> [Excerpted data]:
------------------------------------

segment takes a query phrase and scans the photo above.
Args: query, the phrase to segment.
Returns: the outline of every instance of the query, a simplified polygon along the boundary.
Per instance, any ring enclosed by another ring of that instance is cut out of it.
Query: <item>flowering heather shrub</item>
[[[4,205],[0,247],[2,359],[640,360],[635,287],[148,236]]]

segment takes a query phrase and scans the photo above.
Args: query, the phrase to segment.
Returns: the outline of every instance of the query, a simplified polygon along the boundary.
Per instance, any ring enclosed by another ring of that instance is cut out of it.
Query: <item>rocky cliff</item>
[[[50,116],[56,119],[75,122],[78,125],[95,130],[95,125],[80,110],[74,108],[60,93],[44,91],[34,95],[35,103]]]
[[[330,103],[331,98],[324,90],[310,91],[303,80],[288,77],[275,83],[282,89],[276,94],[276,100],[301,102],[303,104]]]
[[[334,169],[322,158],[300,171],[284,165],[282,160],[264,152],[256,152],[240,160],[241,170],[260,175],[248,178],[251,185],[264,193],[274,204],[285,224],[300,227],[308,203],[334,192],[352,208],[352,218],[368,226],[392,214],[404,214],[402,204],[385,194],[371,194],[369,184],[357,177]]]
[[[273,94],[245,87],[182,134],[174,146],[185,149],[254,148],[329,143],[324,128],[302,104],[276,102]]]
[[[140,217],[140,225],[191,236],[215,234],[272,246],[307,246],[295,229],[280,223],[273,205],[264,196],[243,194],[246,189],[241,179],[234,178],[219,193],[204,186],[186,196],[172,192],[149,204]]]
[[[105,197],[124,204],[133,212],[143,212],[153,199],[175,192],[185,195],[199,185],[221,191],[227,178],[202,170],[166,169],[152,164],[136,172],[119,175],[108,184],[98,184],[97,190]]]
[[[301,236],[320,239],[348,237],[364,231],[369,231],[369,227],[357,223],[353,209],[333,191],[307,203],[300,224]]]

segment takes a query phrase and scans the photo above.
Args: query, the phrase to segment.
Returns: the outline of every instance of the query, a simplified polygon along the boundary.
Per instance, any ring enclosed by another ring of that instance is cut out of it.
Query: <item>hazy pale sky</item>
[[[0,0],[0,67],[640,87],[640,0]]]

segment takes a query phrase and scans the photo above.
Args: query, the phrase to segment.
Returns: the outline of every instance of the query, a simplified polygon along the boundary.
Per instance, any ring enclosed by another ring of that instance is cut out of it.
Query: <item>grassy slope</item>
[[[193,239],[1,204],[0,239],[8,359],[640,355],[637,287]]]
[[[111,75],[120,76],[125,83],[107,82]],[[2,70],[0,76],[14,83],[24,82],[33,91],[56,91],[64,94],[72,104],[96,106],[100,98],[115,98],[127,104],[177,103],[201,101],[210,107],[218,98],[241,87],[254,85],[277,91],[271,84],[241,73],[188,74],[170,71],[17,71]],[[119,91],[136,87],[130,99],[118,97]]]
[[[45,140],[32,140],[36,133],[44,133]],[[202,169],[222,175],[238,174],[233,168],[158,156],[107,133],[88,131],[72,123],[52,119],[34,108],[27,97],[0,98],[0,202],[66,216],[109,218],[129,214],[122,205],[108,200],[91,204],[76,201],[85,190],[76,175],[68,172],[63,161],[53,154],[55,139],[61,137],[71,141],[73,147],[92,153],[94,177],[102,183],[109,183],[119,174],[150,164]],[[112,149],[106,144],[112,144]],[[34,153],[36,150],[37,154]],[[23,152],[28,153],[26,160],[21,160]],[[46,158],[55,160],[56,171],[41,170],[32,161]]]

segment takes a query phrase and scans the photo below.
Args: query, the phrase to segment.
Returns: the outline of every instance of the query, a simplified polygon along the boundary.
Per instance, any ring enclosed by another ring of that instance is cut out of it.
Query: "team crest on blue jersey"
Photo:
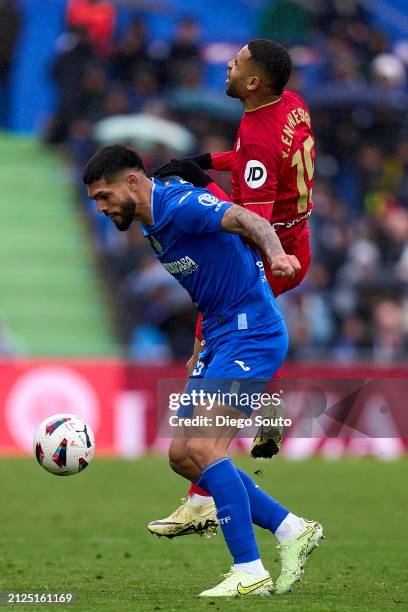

------------------------------------

> [What the exercise asks]: All of the data should be returned word for word, with each picture left out.

> [Answer to this exercise]:
segment takes a query phrase and scans the photo above.
Args: query, the phrase to segment.
Returns: the outline of every instance of the query, a simplified polygon along the boundary.
Per instance, any ring enclosed by another ring of that instance is cut out of it.
Query: <item>flowering heather shrub</item>
[[[4,205],[0,247],[2,359],[640,360],[635,287],[148,236]]]

segment takes a query phrase and scans the photo above.
Args: query, the phrase to segment.
Returns: the outline of every instance of the query, a simplified polygon along the boundary.
Per instance, any ring enclosed by another ring of that instance is cut out of it.
Query: <item>rocky cliff</item>
[[[50,116],[56,119],[75,122],[78,125],[95,130],[95,125],[80,110],[74,108],[60,93],[44,91],[34,95],[35,103]]]
[[[330,103],[331,98],[324,90],[310,91],[303,80],[288,77],[275,83],[282,89],[276,94],[276,100],[301,102],[303,104]]]
[[[334,169],[322,158],[300,171],[284,165],[282,160],[264,152],[256,152],[240,160],[241,170],[260,175],[248,178],[251,185],[264,193],[274,204],[285,224],[300,227],[308,203],[334,192],[352,208],[352,218],[368,226],[392,214],[404,214],[402,204],[385,194],[371,194],[369,184],[357,177]]]
[[[273,94],[245,87],[182,134],[174,146],[185,149],[254,148],[329,143],[324,128],[302,104],[276,102]]]
[[[140,217],[140,225],[191,236],[215,234],[272,246],[307,246],[295,229],[280,223],[273,205],[264,196],[243,194],[246,189],[241,179],[234,178],[219,193],[204,186],[186,196],[172,192],[149,204]]]
[[[105,197],[124,204],[133,212],[143,212],[153,199],[175,192],[185,195],[199,185],[221,191],[227,178],[202,170],[166,169],[152,164],[136,172],[119,175],[108,184],[98,184],[97,190]]]
[[[301,236],[320,239],[348,237],[364,231],[369,231],[369,227],[357,223],[353,209],[333,191],[307,203],[300,224]]]

segment takes a query phrase and scans the photo above.
Args: query, the phrase to segment.
Returns: the outline of every instance of the query, a simplified polygon along the boundary.
Per instance, any ring enclosed by another ring of that instance is cut out of it.
Query: <item>hazy pale sky</item>
[[[0,0],[0,67],[640,87],[640,0]]]

segment takes a query phrase and scans the photo above.
Args: query, the phrase to segment.
Returns: the outline of every instance of the query, a simplified polygon along the boundary.
Per instance, any ring enclosed by another ring of that instance is cut out of it.
Query: <item>grassy slope</item>
[[[193,239],[1,204],[0,239],[8,359],[640,355],[637,287]]]
[[[111,75],[120,76],[125,83],[107,82]],[[2,70],[0,76],[14,83],[24,82],[33,91],[56,91],[64,94],[72,104],[96,106],[100,98],[115,98],[127,104],[177,103],[201,101],[210,107],[218,98],[241,87],[254,85],[277,91],[271,84],[241,73],[188,74],[170,71],[17,71]],[[119,91],[136,87],[130,99],[118,97]]]
[[[45,140],[32,140],[36,133],[44,133]],[[202,169],[222,175],[238,174],[233,168],[158,156],[107,133],[88,131],[72,123],[52,119],[34,108],[27,97],[0,98],[0,202],[66,216],[109,218],[129,214],[122,205],[108,200],[91,204],[76,201],[85,190],[76,175],[68,172],[63,161],[53,154],[55,139],[61,137],[71,141],[73,147],[92,153],[94,177],[102,183],[109,183],[119,174],[150,164]],[[112,149],[106,144],[112,144]],[[34,153],[36,150],[37,154]],[[23,152],[28,153],[26,160],[21,160]],[[46,158],[55,160],[56,171],[41,170],[32,161]]]

segment takes a query phrase and scans the photo below.
Args: query, the phrase to segment.
Returns: the outline of every instance of the query, a simplified polygon along the boundary.
Per instance, any ring enclosed by another ring of that instance is cut out of it.
Query: "team crest on blue jersey"
Photo:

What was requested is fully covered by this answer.